What you have to do:
Extract, unchanged, the lines of the records below from the line with "Could you put a marker on each instance of the red" to the line with "point(251, 382)", including both of those lines.

Data shown:

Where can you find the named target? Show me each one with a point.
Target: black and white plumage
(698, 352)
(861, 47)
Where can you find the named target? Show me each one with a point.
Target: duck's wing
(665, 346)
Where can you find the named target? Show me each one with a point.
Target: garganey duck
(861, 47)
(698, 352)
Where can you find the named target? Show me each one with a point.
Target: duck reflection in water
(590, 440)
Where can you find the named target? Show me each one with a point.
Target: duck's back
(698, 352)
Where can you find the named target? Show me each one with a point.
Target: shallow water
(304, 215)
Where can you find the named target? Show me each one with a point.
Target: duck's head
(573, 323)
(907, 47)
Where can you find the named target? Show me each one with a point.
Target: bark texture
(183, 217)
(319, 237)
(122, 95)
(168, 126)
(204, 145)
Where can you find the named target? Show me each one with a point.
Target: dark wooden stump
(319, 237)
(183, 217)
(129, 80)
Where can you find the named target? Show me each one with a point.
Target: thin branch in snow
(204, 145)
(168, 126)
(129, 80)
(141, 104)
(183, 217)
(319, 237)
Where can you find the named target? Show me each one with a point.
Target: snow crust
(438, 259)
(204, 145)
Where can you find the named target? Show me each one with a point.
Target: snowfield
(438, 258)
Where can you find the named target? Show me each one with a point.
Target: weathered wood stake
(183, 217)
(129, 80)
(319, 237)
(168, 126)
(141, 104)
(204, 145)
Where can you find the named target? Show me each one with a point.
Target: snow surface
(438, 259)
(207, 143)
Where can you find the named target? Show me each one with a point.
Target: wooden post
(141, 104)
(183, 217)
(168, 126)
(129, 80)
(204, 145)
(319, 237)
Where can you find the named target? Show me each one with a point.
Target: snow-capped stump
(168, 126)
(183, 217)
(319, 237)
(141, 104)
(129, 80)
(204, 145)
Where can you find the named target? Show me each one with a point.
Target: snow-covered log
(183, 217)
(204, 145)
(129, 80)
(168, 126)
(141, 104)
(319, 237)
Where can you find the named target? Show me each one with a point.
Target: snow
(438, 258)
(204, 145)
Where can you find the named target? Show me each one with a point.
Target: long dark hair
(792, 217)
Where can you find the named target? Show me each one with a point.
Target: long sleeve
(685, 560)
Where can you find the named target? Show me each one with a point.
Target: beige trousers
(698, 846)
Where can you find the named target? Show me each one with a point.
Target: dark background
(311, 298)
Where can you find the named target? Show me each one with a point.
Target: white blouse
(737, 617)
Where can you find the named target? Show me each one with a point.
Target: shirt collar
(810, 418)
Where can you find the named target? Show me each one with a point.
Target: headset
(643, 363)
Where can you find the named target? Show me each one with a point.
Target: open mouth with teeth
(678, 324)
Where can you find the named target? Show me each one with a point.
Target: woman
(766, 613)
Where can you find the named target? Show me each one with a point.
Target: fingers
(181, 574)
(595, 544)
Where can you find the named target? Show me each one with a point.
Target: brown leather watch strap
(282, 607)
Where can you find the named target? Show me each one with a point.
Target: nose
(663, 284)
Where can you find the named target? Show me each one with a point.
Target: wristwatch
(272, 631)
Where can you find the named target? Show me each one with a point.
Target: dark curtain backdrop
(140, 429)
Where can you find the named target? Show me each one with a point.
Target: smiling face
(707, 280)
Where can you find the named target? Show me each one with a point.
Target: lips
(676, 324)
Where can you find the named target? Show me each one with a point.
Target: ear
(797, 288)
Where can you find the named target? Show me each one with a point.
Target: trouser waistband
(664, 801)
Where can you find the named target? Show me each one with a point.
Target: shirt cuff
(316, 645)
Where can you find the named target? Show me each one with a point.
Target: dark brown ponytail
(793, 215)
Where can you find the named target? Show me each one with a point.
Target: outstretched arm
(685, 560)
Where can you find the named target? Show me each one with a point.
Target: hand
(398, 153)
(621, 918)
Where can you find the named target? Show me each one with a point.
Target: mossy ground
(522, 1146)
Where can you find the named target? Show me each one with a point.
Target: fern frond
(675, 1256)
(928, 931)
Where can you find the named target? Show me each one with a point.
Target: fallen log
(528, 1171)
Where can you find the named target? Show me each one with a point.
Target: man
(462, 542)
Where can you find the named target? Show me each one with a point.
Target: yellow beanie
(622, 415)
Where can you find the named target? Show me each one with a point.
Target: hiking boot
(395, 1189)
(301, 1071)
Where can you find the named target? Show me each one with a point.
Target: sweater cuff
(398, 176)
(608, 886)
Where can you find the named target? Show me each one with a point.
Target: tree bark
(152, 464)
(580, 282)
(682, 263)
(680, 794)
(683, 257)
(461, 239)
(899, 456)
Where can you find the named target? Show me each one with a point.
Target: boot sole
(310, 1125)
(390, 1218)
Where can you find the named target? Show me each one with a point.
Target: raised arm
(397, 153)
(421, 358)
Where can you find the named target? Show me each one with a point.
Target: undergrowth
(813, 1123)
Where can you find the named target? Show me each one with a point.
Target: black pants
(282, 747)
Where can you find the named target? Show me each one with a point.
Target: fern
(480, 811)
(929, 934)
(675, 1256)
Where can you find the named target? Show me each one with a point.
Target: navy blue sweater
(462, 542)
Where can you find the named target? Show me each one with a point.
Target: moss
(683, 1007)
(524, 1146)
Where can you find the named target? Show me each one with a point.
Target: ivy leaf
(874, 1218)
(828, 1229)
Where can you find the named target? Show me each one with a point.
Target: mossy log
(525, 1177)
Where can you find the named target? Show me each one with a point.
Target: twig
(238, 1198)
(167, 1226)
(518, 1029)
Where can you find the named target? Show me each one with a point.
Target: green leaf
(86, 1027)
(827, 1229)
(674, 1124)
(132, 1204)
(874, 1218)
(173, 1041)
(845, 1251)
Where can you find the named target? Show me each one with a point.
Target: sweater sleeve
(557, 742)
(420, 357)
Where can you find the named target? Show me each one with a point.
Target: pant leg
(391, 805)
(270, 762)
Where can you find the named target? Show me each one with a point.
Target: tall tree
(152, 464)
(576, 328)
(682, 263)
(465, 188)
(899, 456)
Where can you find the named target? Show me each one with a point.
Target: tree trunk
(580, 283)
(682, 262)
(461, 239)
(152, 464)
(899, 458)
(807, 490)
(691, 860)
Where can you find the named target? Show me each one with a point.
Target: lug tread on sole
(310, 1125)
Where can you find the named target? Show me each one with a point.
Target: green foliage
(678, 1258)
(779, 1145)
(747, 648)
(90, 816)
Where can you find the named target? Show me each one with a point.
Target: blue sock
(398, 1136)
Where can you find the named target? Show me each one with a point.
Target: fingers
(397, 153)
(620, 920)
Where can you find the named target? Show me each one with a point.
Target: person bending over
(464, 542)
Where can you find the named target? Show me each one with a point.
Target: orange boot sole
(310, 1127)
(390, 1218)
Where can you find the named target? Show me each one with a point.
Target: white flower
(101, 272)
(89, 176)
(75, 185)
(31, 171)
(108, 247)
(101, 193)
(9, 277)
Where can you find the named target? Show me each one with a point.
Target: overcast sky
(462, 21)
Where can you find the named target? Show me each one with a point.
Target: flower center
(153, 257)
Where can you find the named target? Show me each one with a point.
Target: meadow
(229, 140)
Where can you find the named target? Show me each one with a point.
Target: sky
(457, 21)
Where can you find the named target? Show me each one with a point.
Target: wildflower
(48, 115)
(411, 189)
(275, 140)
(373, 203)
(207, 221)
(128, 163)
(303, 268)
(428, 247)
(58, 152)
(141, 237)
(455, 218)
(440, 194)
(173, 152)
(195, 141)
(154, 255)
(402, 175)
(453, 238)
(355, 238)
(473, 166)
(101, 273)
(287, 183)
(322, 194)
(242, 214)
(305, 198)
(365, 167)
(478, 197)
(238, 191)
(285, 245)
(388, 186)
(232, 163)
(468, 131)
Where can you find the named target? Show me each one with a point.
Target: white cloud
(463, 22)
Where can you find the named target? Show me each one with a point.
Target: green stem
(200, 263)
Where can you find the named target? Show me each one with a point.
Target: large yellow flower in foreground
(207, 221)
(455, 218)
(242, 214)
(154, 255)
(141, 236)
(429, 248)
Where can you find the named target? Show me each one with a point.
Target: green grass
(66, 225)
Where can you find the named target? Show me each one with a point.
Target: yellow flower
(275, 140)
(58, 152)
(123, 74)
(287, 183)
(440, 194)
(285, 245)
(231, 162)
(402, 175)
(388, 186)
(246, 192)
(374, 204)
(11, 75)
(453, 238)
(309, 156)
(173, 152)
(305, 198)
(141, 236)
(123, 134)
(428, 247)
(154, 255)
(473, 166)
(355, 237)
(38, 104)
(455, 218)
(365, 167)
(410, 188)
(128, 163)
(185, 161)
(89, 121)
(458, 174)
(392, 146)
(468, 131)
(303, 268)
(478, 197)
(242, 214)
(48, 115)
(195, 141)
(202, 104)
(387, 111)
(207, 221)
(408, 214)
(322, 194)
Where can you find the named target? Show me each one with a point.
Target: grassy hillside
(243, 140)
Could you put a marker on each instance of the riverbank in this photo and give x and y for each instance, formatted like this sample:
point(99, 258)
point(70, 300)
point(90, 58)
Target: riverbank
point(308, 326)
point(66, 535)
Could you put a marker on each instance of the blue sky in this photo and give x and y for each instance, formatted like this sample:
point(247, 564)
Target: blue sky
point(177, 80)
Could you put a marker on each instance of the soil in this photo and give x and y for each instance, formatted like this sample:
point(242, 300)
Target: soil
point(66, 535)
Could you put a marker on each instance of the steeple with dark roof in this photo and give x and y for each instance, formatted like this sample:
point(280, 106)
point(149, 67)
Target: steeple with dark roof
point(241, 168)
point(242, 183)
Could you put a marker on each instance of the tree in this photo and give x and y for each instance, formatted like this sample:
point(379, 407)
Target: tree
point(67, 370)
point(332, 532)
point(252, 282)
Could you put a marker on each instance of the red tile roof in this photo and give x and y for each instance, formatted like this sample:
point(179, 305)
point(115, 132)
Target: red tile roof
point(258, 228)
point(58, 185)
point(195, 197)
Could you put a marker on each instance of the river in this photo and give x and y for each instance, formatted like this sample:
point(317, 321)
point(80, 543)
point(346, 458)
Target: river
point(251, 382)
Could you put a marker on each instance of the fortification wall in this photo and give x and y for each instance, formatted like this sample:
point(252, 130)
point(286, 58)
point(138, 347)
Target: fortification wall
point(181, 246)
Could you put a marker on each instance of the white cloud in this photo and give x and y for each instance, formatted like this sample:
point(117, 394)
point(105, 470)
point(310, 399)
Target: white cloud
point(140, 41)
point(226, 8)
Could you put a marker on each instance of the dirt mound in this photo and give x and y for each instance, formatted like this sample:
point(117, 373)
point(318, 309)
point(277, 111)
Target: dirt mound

Finished exercise:
Could you put a marker on each instance of the red tile roof in this photo and give x and y for each instance, formatted like this sample:
point(179, 305)
point(115, 132)
Target: red tile roof
point(258, 228)
point(58, 185)
point(195, 197)
Could you put a marker on each instance of the river in this photo and give x and y for each instance, formatted like this sample:
point(317, 321)
point(80, 543)
point(346, 458)
Target: river
point(251, 382)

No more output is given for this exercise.